• EXCERPT
Steelmanning the Case Against Unquantifiable Interventions

There is a strong argument that many of the most important, high-value interventions cannot be robustly quantified. For example, corruption reduction efforts and other policy change to increase long-term economic growth, therefore saving lives and reducing suffering, are high-importance, plausibly tractable, and relatively neglected areas. Using the ITN framework, or almost any other expected-value prioritization approach, this means they should be prioritized highly. I want to briefly outline and steelman the counterargument, that these have very low expected value compared to the best short-term and quantifiable interventions, and pick apart some uncertainties and issues. (This argument is not particularly novel, but I haven’t seen it made clearly before.)

This is not about long-term interventions, or existential risk-reduction, where a number of different concerns apply, and thinking about it is even harder, so I’m not doing so. For the sake of this discussion, this translate into something like assuming a relatively high discount rate so that the long-term doesn’t matter.

Epistemic Status /​ Notes: When first encountering EA, one of my early reactions was to say that these “soft” /​ “squishy” policy interventions were underappreciated. (In my defense /​ clouding my judgement, I was in a public policy PhD program at the time.) On reflection, I have mostly changed my mind, or at least become far less certain, which is what led to this write-up.

I am NOT highly confident in all of these arguments, but I have put in time thinking about them. Lastly, hard-to quantify and deeply uncertain interventions about existential risk reduction and the long term future are different in key ways, thinking about them often makes my head hurt, I don’t have clear conclusions, and I have personal biases, so I’m not going to discuss it here.

Outline

First, to understand the distribution of expected outcomes, I’ll discuss why the best interventions that we know of are orders of magnitude more effective than the average intervention, and why it’s hard to find more.

Second, I’ll review Peter Hurford’s arguments about why we should be wary of “speculative” causes, focusing on the uncertainty and non-quantifiable outcomes rather than his discussion of long-termism and existential risk.

Lastly, I’ll suggest that comparing expected value of investments is fundamentally intractable, and suggest why this would lead to focusing on short term quantified investments versus focusing on deeply uncertain or non-quantifiable issues.

The best quantifiable interventions

By now, it is a fairly accepted empirical observation that when considering interventions, the distribution of impact of extant charities is fat-tailed. The items way out in the tail are things like distributing bed-nets, deworming, and giving directly. The question is why these are good, and why are there few of them.

Why are the best interventions so great?

Why are these so effective? It takes an unusual combination of factors to make an intervention highly effective. To start, the intervention must address an important issue, and the intervention must either be novel, or the area must be neglected.

To explain why this is true, first note that marginal investment has decreasing returns in most domains. That is, the first million dollars spent on preventing starvation is likely to be far more effective than the thousandth million. Second, for most important problems, billions have been spent on a problem over decades. Even if only a fraction is spent relatively effectively, it will be very unusual for there to be low hanging fruit, unless a novel approach to address the problem is found. So if a cause is not neglected (relative to the scale of the problem,) and the intervention is not novel, it is unlikely that the intervention will be highly effective.

This is as true for current effective charities as is it is in general—once almost all people impacted by Malaria have bed nets, and almost everyone susceptible to schistosomiasis is dewormed, they will stop being priorities for effective charity. (This is, of course, a good thing.)

Pointing entries for named objects:
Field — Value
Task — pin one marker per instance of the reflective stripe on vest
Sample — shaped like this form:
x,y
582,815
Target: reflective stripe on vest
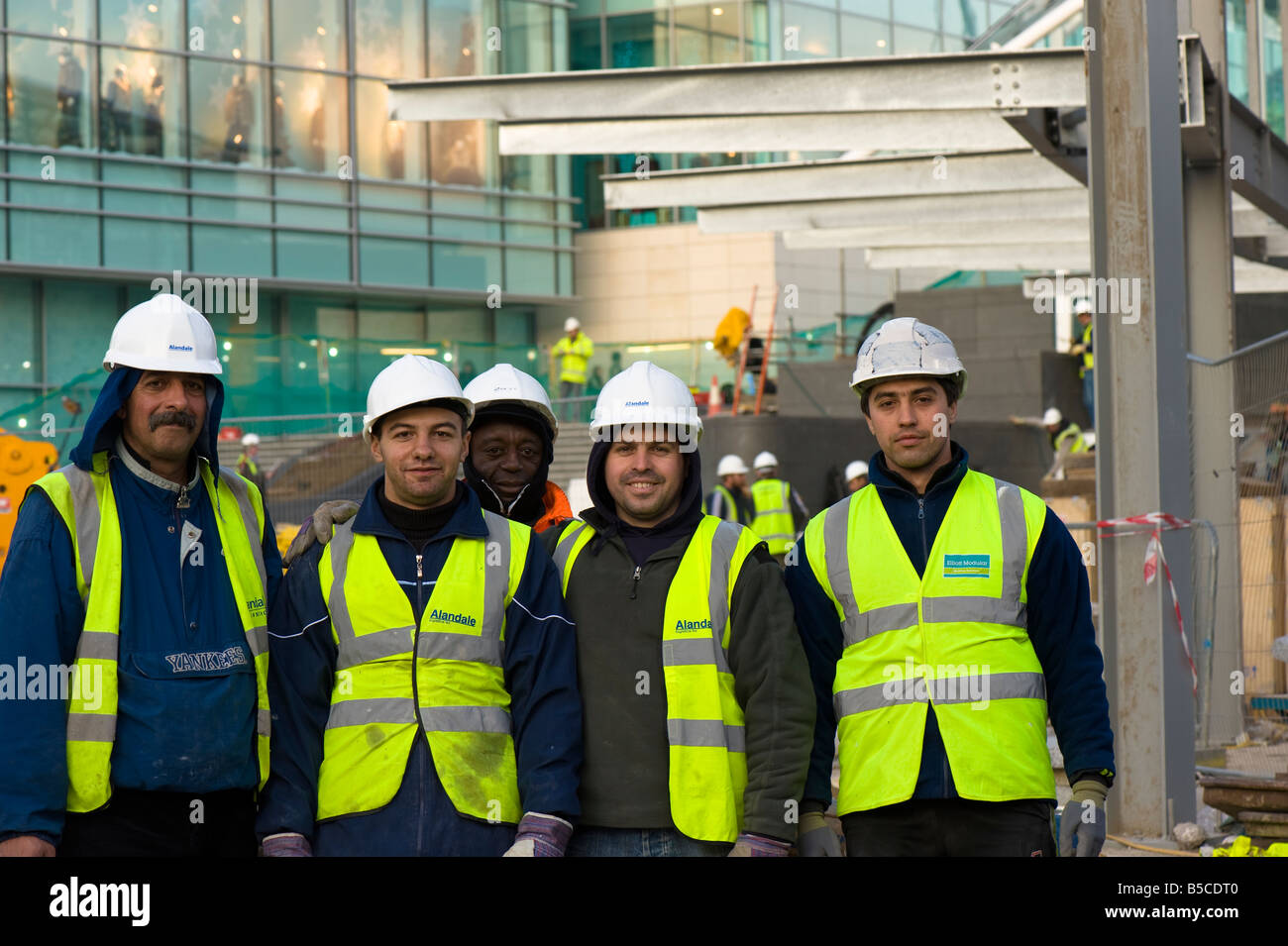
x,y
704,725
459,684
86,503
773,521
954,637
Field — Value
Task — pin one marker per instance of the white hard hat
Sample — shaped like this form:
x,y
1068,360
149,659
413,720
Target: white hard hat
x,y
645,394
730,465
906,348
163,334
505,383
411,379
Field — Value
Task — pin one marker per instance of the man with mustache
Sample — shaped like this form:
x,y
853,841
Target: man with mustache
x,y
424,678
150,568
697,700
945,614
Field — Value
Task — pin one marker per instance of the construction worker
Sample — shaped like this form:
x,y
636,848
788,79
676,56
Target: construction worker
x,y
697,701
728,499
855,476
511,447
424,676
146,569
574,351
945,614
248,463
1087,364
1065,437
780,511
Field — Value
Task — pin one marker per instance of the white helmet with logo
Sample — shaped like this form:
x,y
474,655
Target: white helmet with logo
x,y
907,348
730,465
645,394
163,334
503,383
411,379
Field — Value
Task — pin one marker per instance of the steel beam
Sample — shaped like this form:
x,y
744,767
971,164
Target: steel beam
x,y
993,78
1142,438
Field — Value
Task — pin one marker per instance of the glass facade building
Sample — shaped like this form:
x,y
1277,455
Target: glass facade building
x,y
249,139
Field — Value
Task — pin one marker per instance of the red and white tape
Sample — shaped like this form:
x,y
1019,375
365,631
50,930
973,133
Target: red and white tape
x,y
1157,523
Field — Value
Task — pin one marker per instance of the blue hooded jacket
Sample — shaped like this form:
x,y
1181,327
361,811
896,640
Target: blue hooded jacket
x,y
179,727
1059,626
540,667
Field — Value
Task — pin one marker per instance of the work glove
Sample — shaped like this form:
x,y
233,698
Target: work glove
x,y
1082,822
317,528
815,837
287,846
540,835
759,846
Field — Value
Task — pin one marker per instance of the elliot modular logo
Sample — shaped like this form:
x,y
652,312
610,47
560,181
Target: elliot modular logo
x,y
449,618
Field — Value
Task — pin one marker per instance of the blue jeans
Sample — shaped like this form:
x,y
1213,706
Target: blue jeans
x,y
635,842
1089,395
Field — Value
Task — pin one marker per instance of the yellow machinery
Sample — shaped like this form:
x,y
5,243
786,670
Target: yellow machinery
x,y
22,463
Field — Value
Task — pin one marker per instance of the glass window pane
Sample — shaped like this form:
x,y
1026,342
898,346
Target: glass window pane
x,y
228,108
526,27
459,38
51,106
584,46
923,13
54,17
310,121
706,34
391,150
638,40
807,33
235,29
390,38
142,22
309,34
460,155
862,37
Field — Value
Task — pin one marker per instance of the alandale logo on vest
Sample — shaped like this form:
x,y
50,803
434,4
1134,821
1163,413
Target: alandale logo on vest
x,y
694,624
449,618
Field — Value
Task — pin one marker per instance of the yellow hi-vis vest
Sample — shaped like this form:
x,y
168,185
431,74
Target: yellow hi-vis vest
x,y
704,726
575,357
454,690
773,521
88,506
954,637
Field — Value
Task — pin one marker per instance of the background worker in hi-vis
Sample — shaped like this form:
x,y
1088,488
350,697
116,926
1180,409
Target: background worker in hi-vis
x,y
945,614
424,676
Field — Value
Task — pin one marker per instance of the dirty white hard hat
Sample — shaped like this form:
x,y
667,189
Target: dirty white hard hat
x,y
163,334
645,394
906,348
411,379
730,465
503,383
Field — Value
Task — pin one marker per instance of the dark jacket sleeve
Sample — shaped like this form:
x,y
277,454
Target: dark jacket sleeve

• WHAT TO DO
(a) Which interventions does the post on unquantifiable interventions name as lying far out in the tail of the impact distribution?
(b) Condense the paragraph of the post on unquantifiable interventions that begins "To explain why this is true" into a short bulleted list that keeps its main points.
(c) Reproduce the post on unquantifiable interventions word for word from "By now, it is" to "must be neglected.".
These lines were taken from a source separate from the post.

• THE REPLIES
(a) Distributing bed-nets, deworming, and giving directly.

(b)
- In most domains, marginal investment has decreasing returns: the first million dollars spent on preventing starvation likely does far more good than the thousandth million.
- Billions have been spent over decades on most important problems.
- Even if only a fraction of that was spent effectively, low hanging fruit is very unusual unless a novel approach is found.
- So an intervention is unlikely to be highly effective unless the cause is neglected relative to its scale or the intervention is novel.

(c)
By now, it is a fairly accepted empirical observation that when considering interventions, the distribution of impact of extant charities is fat-tailed. The items way out in the tail are things like distributing bed-nets, deworming, and giving directly. The question is why these are good, and why are there few of them.

Why are the best interventions so great?

Why are these so effective? It takes an unusual combination of factors to make an intervention highly effective. To start, the intervention must address an important issue, and the intervention must either be novel, or the area must be neglected.